> [INSTRUCTIONS FOR THE TASK]: Update the rows below so that each "one marker" becomes "a single pin", and leave everything else unchanged.

# start of RECORD SET

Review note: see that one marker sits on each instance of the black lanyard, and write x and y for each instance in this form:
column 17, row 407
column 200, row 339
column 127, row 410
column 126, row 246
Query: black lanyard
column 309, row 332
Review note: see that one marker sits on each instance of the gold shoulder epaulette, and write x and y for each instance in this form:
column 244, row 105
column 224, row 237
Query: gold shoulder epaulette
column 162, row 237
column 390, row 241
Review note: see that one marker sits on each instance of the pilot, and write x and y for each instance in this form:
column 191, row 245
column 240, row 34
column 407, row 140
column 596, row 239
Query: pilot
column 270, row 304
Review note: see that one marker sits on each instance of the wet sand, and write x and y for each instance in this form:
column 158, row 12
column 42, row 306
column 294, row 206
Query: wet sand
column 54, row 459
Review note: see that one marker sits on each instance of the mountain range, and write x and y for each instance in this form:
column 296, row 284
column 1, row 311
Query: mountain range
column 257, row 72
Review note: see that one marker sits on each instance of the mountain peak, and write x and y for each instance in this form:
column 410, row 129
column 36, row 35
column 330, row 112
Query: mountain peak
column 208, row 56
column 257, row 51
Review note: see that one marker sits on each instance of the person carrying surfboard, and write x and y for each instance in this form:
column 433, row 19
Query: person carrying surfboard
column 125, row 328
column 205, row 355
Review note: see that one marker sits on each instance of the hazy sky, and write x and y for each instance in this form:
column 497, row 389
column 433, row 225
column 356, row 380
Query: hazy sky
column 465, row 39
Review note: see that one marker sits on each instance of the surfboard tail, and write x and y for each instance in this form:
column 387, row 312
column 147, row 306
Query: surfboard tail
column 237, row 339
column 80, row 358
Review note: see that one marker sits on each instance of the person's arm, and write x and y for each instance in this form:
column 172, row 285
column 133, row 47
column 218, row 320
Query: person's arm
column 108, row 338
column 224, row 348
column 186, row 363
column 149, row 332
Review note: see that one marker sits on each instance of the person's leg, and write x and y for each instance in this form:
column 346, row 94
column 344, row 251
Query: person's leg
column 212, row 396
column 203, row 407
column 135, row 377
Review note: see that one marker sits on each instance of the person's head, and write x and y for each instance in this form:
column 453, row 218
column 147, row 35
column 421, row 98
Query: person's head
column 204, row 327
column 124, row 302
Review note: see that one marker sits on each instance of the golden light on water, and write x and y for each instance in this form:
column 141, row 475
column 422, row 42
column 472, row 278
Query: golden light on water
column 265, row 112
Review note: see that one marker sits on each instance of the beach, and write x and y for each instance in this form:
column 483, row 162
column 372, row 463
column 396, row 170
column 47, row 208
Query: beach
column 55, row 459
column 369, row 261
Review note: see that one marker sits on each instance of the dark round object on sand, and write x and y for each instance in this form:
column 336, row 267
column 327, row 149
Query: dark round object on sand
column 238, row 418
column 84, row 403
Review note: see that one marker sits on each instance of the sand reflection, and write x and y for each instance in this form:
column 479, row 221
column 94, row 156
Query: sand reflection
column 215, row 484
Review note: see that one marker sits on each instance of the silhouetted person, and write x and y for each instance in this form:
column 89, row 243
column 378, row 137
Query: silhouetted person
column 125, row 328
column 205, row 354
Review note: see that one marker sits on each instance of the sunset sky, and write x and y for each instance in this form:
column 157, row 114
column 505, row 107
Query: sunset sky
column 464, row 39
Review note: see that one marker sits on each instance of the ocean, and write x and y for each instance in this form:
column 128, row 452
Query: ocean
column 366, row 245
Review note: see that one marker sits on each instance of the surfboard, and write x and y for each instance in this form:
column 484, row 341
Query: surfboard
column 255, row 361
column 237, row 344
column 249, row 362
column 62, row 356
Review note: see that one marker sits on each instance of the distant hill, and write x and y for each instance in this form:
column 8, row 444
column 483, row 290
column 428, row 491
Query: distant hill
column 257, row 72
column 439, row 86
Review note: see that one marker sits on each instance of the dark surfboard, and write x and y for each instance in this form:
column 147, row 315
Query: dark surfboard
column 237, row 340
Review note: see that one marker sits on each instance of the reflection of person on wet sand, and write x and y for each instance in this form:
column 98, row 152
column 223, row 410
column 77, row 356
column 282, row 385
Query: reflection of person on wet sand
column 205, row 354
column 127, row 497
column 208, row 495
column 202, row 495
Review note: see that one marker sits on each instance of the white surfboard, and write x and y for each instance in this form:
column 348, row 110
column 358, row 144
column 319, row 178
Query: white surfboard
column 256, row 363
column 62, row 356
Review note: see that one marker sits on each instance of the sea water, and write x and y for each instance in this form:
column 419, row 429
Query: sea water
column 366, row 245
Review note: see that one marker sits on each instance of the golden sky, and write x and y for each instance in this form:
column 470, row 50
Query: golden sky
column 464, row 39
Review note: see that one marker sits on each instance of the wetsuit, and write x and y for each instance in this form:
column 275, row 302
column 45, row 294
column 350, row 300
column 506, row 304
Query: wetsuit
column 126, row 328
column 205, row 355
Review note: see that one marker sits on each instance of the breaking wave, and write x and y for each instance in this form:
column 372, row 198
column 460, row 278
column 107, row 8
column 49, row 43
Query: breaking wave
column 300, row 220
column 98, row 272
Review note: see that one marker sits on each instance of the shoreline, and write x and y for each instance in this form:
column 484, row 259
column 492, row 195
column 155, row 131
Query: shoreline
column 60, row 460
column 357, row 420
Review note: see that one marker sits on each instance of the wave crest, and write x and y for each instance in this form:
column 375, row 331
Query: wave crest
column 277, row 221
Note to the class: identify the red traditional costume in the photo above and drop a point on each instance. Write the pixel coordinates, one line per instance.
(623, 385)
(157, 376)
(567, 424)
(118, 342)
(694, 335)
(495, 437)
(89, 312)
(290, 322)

# end of RECORD SET

> [RESULT FOR THIS TASK]:
Review note: see that a single pin sits on each instance of the black lanyard, and write x and y for each instance in this form:
column 17, row 407
column 200, row 339
column 127, row 410
column 126, row 246
Query: black lanyard
column 309, row 332
Review note: see that a single pin sits on each instance of the gold shoulder epaulette, and write x and y for each instance in this form:
column 244, row 105
column 224, row 237
Query: gold shoulder epaulette
column 162, row 237
column 390, row 241
Review note: see that a single pin sits on each instance of the pilot, and write x and y for each instance in this form:
column 191, row 245
column 240, row 34
column 407, row 140
column 596, row 239
Query: pilot
column 270, row 304
Review note: see that a single pin sits on each instance of the wet sand, and write x and y for each instance in this form:
column 158, row 12
column 42, row 306
column 294, row 206
Query: wet sand
column 54, row 459
Review note: see that a single pin sits on each instance of the mountain range, and write x and y for each instance in this form:
column 296, row 284
column 1, row 311
Query: mountain range
column 257, row 72
Review note: see that a single pin sits on each instance of the mountain peak, and write x and y for each instance in this form:
column 410, row 129
column 36, row 35
column 330, row 112
Query: mountain peak
column 208, row 56
column 257, row 51
Review note: see that a single pin sits on each instance of the person carrying surfboard, and write x and y for each instance in this form:
column 433, row 19
Query: person carrying surfboard
column 125, row 328
column 205, row 355
Review note: see that a single pin sits on each instance of the hazy sky, and write x and y for each instance in this form:
column 497, row 389
column 433, row 225
column 356, row 380
Query: hazy sky
column 465, row 39
Review note: see that a single pin sits on each instance of the surfboard tail, and write x and y for each instance in this form:
column 387, row 312
column 147, row 306
Query: surfboard tail
column 237, row 339
column 80, row 358
Review note: see that a single pin sits on each instance of the person's arm, and write x and y for each instance in this form:
column 172, row 285
column 133, row 47
column 218, row 320
Query: person's arm
column 108, row 338
column 224, row 348
column 186, row 363
column 149, row 332
Review note: see that a single pin sits on each instance of the person's leg, and write x and y for each instance in this form:
column 346, row 94
column 344, row 251
Query: person's leg
column 212, row 396
column 203, row 407
column 135, row 377
Review note: see that a single pin sits on each instance of the person's head, and write x and y for each instance in this form:
column 453, row 218
column 147, row 35
column 421, row 98
Query: person's head
column 204, row 327
column 124, row 302
Review note: see that a single pin sits on each instance of the golden light on water, and write x and y for each instance in this form:
column 141, row 475
column 422, row 42
column 472, row 278
Query: golden light on water
column 265, row 112
Review note: see that a single pin sits on each instance of the beach, and write x and y for each instance in this form:
column 483, row 162
column 372, row 463
column 396, row 170
column 47, row 208
Query: beach
column 55, row 459
column 369, row 261
Review note: see that a single pin sits on each instance of the dark round object on sand, and write x and y for each instance in this form:
column 336, row 267
column 327, row 149
Query: dark round object on sand
column 238, row 418
column 84, row 403
Review note: see that a single pin sits on each instance of the sand reflection, and write x and y for each instance in this form:
column 479, row 221
column 94, row 156
Query: sand reflection
column 215, row 484
Review note: see that a single pin sits on each instance of the silhouetted person, and write x and y for each instance in this form:
column 89, row 243
column 378, row 137
Query: silhouetted person
column 125, row 328
column 205, row 354
Review note: see that a single pin sits on each instance of the sunset sky, and write x and y for each instance in this form:
column 157, row 114
column 505, row 107
Query: sunset sky
column 464, row 39
Review note: see that a single pin sits on each instance of the ocean, and write x and y for each instance in this form:
column 128, row 452
Query: ocean
column 366, row 245
Review note: see that a single pin sits on each instance of the surfboard, and write x and y for each instance in this form:
column 484, row 341
Query: surfboard
column 255, row 361
column 237, row 344
column 249, row 362
column 62, row 356
Review note: see that a single pin sits on each instance of the distant hill, and write x and y for each instance in this form:
column 8, row 444
column 483, row 290
column 428, row 491
Query: distant hill
column 257, row 72
column 439, row 86
Review note: see that a single pin sits on each instance of the dark surfboard, and write x and y for each instance in this form:
column 147, row 315
Query: dark surfboard
column 237, row 340
Review note: see that a single pin sits on each instance of the reflection of person on wet sand, and write x and y for each instance in this form:
column 98, row 152
column 223, row 410
column 77, row 356
column 282, row 385
Query: reflection of person on wet sand
column 205, row 354
column 127, row 497
column 208, row 495
column 202, row 495
Review note: see that a single pin sits on each instance of the white surfboard, and write x and y for each instance in this form:
column 348, row 110
column 358, row 144
column 319, row 178
Query: white surfboard
column 256, row 363
column 62, row 356
Review note: see that a single pin sits on each instance of the sea water, and write x and y for each instance in this form:
column 419, row 429
Query: sea water
column 366, row 245
Review note: see that a single pin sits on each instance of the golden sky, and write x and y for each instance in this form:
column 470, row 50
Query: golden sky
column 464, row 39
Review note: see that a single pin sits on each instance of the wetsuit, and write x and y for each instance in this form:
column 275, row 302
column 45, row 294
column 350, row 300
column 506, row 304
Query: wetsuit
column 126, row 328
column 205, row 355
Review note: see that a single pin sits on each instance of the breaking wave, and write x and y for each instance in this form:
column 372, row 198
column 460, row 278
column 107, row 8
column 49, row 43
Query: breaking wave
column 300, row 220
column 98, row 272
Review note: see that a single pin sits on each instance of the shoreline, and write x and y for each instance in this form:
column 484, row 259
column 492, row 195
column 155, row 131
Query: shoreline
column 60, row 460
column 357, row 420
Review note: see that a single pin sits on each instance of the wave crest, and write x and y for each instance in this form:
column 375, row 331
Query: wave crest
column 277, row 221
Note to the class: identify the red traditional costume in the photo above and drop a point on each instance. Write the pixel coordinates, one line per instance.
(623, 385)
(157, 376)
(567, 424)
(118, 342)
(694, 335)
(495, 437)
(89, 312)
(290, 322)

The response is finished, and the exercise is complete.